§ **GIVEN PASSAGE**:
The Defense Department released its artificial intelligence strategy Feb. 12, thrusting the newly created Joint Artificial Intelligence Center (JAIC) to the fore.
The 17-page summary with an accompanying fact sheet outlines DOD's plan to boost AI capabilities through rapid prototyping, increased research and development and targeted training and recruitment. It also calls for creating a "common foundation of shared data, reusable tools, frameworks and standards, and cloud and edge services" for the warfighter.
"The impact of artificial intelligence will extend across the entire department, spanning from operations and training to recruiting and healthcare,” DOD CIO Dana Deasy said.
The strategy designates the JAIC, which sits under the CIO and is led by Lt. Gen. John "Jack" Shanahan, as the focal point and integrator of AI capabilities and policy. More specifically, JAIC is responsible for identifying, delivering and scaling prototypes across DOD, coordinating lessons learned and supporting components and the military services.
Additionally, JAIC will team with the Defense Advanced Research Projects Agency, which is currently exploring how AI technology can explain its decision-making to humans as part of the AI Next campaign.

§ **DATASET RECORDS**:
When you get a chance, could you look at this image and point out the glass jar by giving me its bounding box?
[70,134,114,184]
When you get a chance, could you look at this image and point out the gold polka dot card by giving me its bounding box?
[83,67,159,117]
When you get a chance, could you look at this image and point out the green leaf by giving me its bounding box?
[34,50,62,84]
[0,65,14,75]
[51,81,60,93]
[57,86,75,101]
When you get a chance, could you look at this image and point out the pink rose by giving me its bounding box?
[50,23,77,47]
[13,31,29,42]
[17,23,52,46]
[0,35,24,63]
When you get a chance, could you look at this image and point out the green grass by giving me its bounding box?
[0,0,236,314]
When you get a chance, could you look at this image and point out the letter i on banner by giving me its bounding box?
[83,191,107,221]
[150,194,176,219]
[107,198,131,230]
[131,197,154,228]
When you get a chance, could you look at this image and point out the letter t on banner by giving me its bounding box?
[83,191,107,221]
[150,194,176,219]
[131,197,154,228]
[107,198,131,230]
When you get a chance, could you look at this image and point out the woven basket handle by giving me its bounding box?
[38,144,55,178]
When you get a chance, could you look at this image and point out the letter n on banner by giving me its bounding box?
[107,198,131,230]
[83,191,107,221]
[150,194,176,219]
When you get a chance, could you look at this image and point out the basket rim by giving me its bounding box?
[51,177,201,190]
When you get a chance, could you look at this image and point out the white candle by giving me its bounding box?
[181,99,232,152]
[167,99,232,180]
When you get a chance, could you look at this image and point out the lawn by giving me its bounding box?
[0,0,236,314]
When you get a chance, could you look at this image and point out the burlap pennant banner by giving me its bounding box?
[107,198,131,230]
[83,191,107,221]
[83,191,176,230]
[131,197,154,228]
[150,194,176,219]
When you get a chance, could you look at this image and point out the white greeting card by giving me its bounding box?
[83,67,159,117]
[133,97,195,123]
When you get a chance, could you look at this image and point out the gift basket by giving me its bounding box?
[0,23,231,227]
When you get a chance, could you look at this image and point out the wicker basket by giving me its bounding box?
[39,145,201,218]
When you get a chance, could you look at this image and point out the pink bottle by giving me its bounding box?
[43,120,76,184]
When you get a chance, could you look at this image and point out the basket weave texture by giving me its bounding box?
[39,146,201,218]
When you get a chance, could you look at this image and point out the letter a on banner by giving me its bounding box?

§ **EXERCISE REQUIREMENTS**:
• 1. In the passage on the Defense Department's AI strategy, who leads the Joint Artificial Intelligence Center?
• 2. Output as a JSON list of strings the part of the entries that opens with the line containing "wicker basket by giving me its bounding box?" and continues to the end of the entries, one string per line, with blank lines left out.

§ **SOLUTION LIST**:
• 1. Lt. Gen. John "Jack" Shanahan

• 2.
[
  "When you get a chance, could you look at this image and point out the wicker basket by giving me its bounding box?",
  "[39,145,201,218]",
  "When you get a chance, could you look at this image and point out the pink bottle by giving me its bounding box?",
  "[43,120,76,184]",
  "When you get a chance, could you look at this image and point out the basket weave texture by giving me its bounding box?",
  "[39,146,201,218]",
  "When you get a chance, could you look at this image and point out the letter a on banner by giving me its bounding box?"
]